■ **Text shown**
* * * * * * * * *

This is my first buck/buckling which I a kept from this years kiddings. He is 3 months old now.

Correction, he is now wethered due to the fact I couldnt register him. Definitely a big mistake on my part a lesson learned. I am now buck shopping.


----------



## Randi

Jedi Knight








Our beautiful baby: End of The Line Buckeye Peter








Homebrew








I just like this pic


----------



## HoosierShadow

Such beautiful boys! And I love seeing how different breeds are represented here 

I posted pics of our new buck in the meat goat section, here's one from this morning. He's a 5mo fullblood named Big Bang Theory.


----------



## GotmygoatMTJ

This is an awful picture of our senior herdsire, Critterhaven Santana Blue Storm, grandson of Baywatch. Blue eyed  (For sale in January.)









Our junior herdsire, and one of my babies! Lil'Hill MB Monte Cristo. Also blue eyed and just my heart buck.  He's definitly going through an awkward stage, and was on some unlevel ground, but I don't love him any less. He's such a sweetie. (Melacor Blue above in Lilhill's post is his daddy!)









This is our other junior herdsire, Prince Charming. He's not registered but is definitly special to us. He is polled and FLASHY and sweet.









Those are our boys!
Oops! Maybe I should include Lucielle? She's...kind of...a buck? LOL She/he, we use the female because of her name, is a Hermaprodite myotonic goat. Blue eyed and polled. A sweet heart that smells like disgusting popcorn.


----------



## RPC

This is my current buck paintball and it is an older picture from this spring before he completely shed out his winter fluff. He was scratching alot and lost the hair on his shoulders that is why he looks like his back breaks really bad but I promise it doesn't. He is a commercial buck but I am pretty sure he is a high percentage boer.








He had 4 kids this year but 2 died sadly. 1 was from a c-section and 1 was retained in the doe for 10 days. Out of the 4 three were bucks and 1 was a doe. 3 were traditional red heads and 1 was a black paint (she is the doe).


----------



## Mandara Farm

Beautiful boys everyone! :drool:


----------



## packhillboers

Here's our buck -that same one who doesn't like his picture taken.


----------



## Burns Branch Boers

lol I know what you mean about them not liking to have thier picture taken--Titan is always "around" the camera but I can NEVER get a pic of him where he is not all "scrunched up" looking--never stretched out an beautiful!

* * * * * * * * *

■ **Data block**
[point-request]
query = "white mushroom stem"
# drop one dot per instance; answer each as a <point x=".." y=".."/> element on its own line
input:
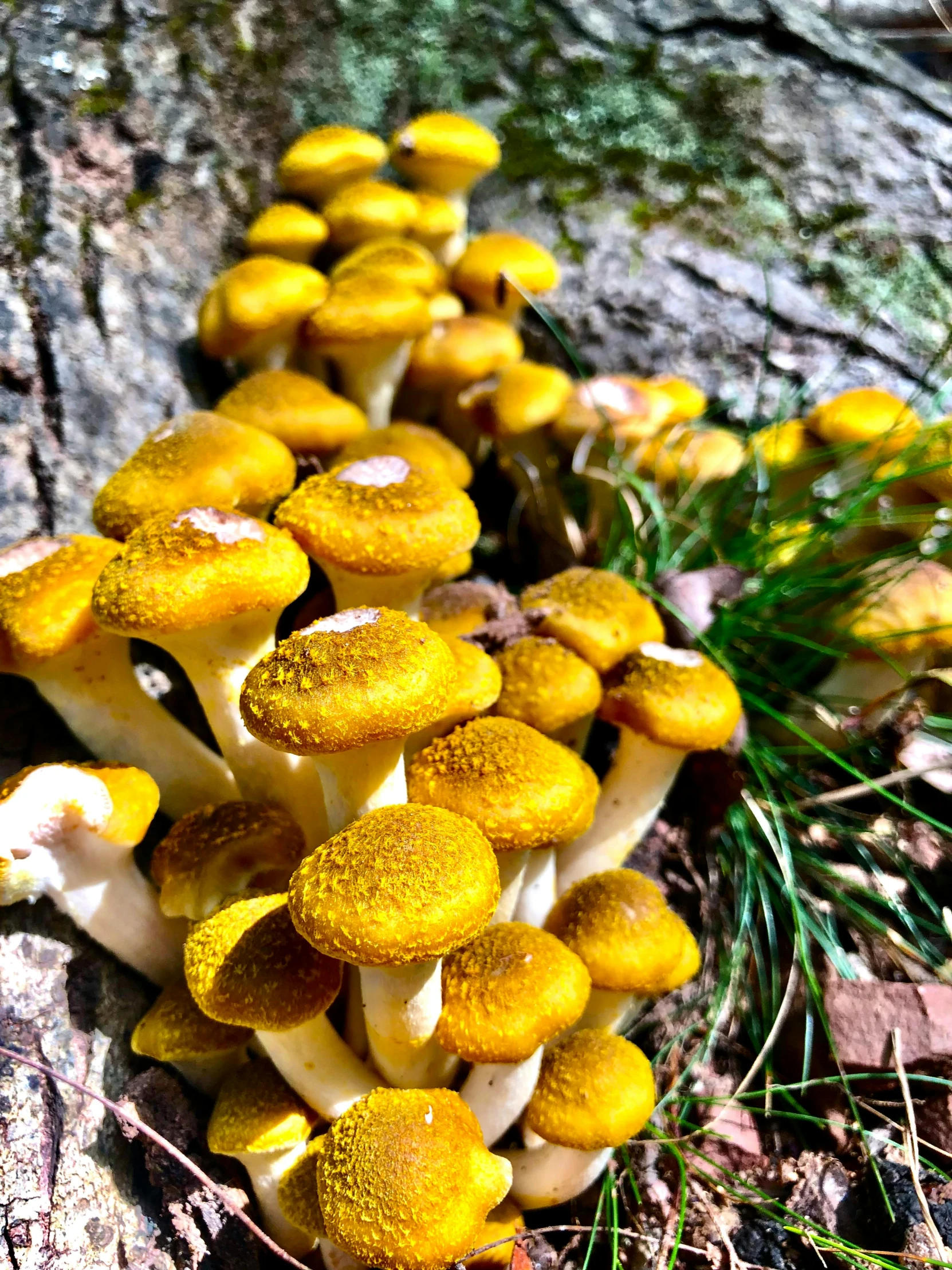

* * * * * * * * *

■ **Written request A**
Answer these about the buck thread:
(i) How old is the first poster's buckling?
(ii) What is the name of the 5-month-old fullblood buck posted by HoosierShadow?
(iii) Of paintball's four kids this year, how many were bucks?
■ **Written request B**
Write out the passage of the buck thread that begins at the words "lol I know what" and stops after "out an beautiful!".
The listing plays no part in this work.

■ **Expected answer A**
(i) 3 months old
(ii) Big Bang Theory
(iii) Three

■ **Expected answer B**
lol I know what you mean about them not liking to have thier picture taken--Titan is always "around" the camera but I can NEVER get a pic of him where he is not all "scrunched up" looking--never stretched out an beautiful!